INFORMATION GIVEN:
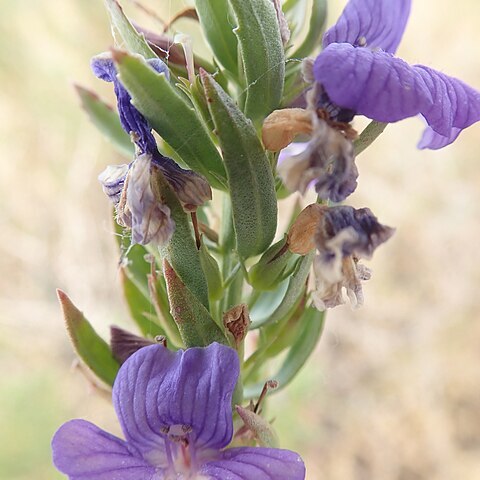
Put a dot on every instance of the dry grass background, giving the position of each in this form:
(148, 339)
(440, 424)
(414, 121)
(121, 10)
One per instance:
(392, 392)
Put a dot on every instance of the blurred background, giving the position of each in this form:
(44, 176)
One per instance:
(393, 390)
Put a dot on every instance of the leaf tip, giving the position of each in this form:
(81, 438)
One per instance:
(118, 55)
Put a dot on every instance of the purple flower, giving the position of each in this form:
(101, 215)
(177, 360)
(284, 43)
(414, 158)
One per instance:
(192, 189)
(359, 74)
(342, 236)
(176, 415)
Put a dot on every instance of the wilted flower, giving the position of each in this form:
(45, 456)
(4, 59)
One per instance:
(358, 72)
(191, 188)
(176, 415)
(342, 236)
(328, 159)
(327, 162)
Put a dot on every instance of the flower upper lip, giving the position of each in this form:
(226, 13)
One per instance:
(176, 415)
(365, 76)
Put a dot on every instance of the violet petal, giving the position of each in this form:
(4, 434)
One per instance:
(131, 119)
(83, 451)
(387, 89)
(156, 388)
(371, 23)
(250, 463)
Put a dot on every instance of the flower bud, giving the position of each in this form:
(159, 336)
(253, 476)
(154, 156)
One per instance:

GIVEN TASK: Render the whole listing above as a JSON list of strings, one string per line, skipping blank lines and leaving out the pictures.

THE SOLUTION:
[
  "Put a dot on every instance of the dry grass background, giving the position of each in this form:",
  "(148, 339)",
  "(440, 424)",
  "(414, 121)",
  "(121, 10)",
  "One per instance:",
  "(392, 392)",
  "Put a dot on every instance of the blurred background, giving the position of each in this form:",
  "(44, 176)",
  "One per instance:",
  "(393, 390)",
  "Put a dot on every instance of the leaf tip, giving the position of each in this form:",
  "(81, 438)",
  "One per instance:",
  "(118, 55)",
  "Put a dot on every instance of the purple flower, giving the position of each in this form:",
  "(101, 215)",
  "(177, 360)",
  "(284, 43)",
  "(414, 158)",
  "One per instance:",
  "(192, 189)",
  "(359, 74)",
  "(342, 236)",
  "(176, 415)",
  "Put a dot on every instance of the wilted flower, giving the position of each in this form:",
  "(45, 456)",
  "(4, 59)",
  "One per instance:",
  "(358, 72)",
  "(191, 188)",
  "(176, 415)",
  "(342, 236)",
  "(328, 159)",
  "(327, 162)",
  "Put a dot on every instance of the flower upper lip, giving the position of each in this form:",
  "(226, 13)",
  "One per instance:",
  "(176, 415)",
  "(365, 76)",
  "Put a dot on every instance of the violet petal, giving the position of each in this form:",
  "(4, 434)",
  "One per instance:",
  "(131, 119)",
  "(83, 451)",
  "(387, 89)",
  "(156, 388)",
  "(371, 23)",
  "(250, 463)",
  "Put a dot on every instance of the flower bud, giving the position of each in this form:",
  "(159, 336)",
  "(253, 476)",
  "(154, 156)",
  "One per instance:"
]